--- Extracted entries Enclosed Below ---
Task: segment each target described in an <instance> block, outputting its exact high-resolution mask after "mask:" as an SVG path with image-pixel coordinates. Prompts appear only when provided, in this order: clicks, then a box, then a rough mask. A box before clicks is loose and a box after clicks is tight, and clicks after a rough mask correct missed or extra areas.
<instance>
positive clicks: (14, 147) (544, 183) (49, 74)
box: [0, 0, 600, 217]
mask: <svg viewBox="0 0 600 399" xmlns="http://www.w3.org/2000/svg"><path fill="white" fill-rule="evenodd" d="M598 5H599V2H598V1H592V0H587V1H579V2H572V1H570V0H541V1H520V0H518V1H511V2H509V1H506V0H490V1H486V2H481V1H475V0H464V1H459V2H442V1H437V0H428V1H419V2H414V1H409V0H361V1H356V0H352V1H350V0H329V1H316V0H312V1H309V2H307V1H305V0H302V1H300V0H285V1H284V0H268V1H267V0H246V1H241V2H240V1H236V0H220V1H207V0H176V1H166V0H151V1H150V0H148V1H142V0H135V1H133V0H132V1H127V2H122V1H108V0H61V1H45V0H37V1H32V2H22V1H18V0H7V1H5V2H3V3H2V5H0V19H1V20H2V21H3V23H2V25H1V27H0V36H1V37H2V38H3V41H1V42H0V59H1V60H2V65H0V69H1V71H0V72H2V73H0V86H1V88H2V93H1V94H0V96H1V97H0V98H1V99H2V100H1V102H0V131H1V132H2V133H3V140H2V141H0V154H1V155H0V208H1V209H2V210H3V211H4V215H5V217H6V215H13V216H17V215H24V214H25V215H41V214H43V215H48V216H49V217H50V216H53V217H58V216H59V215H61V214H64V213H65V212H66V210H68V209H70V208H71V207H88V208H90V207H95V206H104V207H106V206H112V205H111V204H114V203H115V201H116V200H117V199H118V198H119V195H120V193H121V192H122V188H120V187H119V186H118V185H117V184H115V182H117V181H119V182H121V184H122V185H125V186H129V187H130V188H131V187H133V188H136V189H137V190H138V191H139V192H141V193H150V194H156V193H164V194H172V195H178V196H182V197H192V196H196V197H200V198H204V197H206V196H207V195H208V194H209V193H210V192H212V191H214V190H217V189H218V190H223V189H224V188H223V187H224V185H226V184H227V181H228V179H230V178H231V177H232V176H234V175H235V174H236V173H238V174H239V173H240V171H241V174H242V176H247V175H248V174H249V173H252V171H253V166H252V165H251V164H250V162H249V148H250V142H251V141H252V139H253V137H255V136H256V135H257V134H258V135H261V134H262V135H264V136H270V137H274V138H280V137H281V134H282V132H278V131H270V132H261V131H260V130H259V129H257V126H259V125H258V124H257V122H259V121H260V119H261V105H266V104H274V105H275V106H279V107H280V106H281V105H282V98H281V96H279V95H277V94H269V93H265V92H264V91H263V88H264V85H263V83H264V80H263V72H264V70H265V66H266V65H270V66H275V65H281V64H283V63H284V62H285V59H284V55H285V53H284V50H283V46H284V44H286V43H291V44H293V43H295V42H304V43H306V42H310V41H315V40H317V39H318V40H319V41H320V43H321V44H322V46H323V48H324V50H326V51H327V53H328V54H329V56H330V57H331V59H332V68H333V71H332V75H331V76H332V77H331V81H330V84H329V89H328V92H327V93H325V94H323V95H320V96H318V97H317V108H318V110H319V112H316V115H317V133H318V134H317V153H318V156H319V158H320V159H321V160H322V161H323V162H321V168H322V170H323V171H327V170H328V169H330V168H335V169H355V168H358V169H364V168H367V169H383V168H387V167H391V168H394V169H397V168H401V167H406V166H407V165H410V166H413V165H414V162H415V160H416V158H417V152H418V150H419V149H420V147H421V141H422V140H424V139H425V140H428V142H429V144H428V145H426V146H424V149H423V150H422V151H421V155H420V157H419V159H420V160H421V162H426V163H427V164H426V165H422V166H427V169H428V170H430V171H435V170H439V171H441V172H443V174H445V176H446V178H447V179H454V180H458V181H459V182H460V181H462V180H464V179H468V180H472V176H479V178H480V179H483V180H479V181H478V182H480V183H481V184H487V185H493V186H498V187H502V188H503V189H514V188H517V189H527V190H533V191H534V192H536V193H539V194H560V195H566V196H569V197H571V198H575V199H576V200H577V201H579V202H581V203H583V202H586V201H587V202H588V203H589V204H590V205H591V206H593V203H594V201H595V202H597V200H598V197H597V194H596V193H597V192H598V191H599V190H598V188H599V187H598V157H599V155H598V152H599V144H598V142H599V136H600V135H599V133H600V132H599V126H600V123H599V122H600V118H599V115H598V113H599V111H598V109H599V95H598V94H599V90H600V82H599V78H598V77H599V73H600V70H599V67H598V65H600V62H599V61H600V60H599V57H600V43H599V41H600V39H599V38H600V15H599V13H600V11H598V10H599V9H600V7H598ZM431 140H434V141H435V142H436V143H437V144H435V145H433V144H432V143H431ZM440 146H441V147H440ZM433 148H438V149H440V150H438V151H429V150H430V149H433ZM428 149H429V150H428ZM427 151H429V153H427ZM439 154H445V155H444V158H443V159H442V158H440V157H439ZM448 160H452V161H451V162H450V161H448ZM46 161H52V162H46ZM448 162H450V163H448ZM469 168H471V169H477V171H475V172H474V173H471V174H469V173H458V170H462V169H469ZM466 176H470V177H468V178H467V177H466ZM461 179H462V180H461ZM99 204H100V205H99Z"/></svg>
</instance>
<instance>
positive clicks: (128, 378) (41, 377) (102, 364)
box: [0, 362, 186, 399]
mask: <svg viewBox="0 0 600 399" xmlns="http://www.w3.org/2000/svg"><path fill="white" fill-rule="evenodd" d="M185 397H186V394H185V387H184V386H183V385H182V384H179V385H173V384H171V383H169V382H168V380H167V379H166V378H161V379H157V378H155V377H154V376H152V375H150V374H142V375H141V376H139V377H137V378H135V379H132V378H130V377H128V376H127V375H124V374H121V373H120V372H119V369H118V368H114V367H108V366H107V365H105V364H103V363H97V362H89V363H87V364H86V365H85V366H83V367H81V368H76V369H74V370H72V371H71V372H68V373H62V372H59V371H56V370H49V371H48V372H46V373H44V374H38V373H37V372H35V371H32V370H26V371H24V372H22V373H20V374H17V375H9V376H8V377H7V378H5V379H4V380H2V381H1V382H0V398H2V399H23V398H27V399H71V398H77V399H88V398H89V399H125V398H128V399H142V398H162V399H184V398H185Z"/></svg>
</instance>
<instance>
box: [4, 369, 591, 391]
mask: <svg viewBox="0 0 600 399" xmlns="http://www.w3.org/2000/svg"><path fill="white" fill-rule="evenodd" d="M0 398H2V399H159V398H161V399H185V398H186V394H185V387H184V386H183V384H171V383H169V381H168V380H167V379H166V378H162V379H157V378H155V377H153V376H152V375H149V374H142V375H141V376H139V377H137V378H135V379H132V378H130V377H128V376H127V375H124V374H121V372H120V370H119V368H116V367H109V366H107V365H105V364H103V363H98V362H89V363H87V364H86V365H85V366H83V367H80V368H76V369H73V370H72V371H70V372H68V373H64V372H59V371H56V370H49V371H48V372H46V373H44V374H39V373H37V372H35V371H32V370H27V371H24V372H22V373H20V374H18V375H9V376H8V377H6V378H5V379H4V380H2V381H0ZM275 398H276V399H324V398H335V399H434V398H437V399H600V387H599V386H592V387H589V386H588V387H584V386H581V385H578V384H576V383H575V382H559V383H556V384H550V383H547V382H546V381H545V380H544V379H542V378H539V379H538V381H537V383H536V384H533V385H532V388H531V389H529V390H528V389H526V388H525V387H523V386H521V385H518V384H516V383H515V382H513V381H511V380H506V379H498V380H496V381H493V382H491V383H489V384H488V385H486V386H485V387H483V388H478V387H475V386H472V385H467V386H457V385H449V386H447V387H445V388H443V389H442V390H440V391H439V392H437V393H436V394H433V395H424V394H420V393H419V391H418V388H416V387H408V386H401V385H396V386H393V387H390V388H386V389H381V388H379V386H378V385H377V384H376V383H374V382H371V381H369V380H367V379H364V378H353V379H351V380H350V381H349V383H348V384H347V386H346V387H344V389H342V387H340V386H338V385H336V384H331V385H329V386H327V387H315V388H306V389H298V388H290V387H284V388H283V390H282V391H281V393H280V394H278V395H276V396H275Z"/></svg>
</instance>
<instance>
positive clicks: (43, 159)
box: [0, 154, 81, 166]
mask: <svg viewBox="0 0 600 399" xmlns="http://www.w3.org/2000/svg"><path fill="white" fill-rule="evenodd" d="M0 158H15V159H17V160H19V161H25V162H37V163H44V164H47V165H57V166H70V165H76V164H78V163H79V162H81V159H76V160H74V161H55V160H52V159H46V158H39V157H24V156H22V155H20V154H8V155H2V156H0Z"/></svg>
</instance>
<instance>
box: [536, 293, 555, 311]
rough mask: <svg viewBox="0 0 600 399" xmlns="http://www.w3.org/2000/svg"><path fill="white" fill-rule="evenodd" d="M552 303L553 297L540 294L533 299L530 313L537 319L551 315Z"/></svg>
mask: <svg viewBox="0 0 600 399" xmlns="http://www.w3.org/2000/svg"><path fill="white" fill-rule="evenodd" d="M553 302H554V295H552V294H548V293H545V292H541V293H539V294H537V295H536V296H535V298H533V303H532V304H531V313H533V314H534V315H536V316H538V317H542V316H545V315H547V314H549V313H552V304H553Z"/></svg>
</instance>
--- End of Enclosed Extracted entries ---
● Work task:
Copy out the lines of the entries above without any changes, from the very first line through the line containing "box: [0, 0, 600, 217]", including both of those lines.

● Written answer:
Task: segment each target described in an <instance> block, outputting its exact high-resolution mask after "mask:" as an SVG path with image-pixel coordinates. Prompts appear only when provided, in this order: clicks, then a box, then a rough mask. A box before clicks is loose and a box after clicks is tight, and clicks after a rough mask correct missed or extra areas.
<instance>
positive clicks: (14, 147) (544, 183) (49, 74)
box: [0, 0, 600, 217]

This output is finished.